* [Available data]

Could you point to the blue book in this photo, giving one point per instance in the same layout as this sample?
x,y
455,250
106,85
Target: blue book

* [Required work] Transcribe all the material, keeping each word as it is.

* [Solution to the exercise]
Could you point to the blue book in this photo, giving one point per instance in the same layout as this sample?
x,y
455,250
106,85
Target: blue book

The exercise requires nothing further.